EXERCISE TASK
Rewrite the rows from the line that contains "Question. Identify every instance of the fan" through the line that contains "(1238, 469)", changing "mulch bed" to "gravel bed" and keeping everything else the same.

GIVEN RECORDS
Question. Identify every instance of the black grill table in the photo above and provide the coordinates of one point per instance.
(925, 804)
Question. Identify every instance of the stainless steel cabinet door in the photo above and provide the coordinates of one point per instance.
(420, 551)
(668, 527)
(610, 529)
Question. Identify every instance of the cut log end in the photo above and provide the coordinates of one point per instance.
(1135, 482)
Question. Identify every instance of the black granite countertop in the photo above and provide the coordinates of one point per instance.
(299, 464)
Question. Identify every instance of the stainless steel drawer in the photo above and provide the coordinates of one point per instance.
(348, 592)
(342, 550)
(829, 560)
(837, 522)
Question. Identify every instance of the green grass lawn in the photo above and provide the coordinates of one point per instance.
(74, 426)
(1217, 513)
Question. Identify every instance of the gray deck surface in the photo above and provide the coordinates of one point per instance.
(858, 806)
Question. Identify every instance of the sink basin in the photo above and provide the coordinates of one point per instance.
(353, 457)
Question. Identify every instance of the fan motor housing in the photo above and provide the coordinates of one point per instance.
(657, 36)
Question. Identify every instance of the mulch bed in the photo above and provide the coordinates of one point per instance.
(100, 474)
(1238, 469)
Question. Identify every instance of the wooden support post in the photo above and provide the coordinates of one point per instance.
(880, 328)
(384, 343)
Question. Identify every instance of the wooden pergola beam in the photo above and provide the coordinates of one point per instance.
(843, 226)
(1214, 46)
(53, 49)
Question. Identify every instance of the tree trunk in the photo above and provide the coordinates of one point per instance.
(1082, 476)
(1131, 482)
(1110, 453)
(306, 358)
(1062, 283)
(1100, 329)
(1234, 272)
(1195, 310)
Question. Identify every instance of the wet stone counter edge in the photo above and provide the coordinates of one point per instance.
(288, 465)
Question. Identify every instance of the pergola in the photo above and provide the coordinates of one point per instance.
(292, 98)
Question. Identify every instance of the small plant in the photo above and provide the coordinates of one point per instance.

==

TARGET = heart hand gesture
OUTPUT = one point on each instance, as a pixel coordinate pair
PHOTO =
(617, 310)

* * *

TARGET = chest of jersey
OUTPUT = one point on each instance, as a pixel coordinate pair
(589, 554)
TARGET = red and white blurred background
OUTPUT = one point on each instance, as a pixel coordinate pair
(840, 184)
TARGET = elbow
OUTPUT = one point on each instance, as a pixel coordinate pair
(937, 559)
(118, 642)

WRITTEN SOLUTION
Question. Identify every instance of the fan motor housing in the photo above and provide the coordinates of one point per instance.
(657, 36)
Question. Identify every instance of the gravel bed in the photo above and provide the coordinates of one point per instance.
(100, 474)
(1238, 469)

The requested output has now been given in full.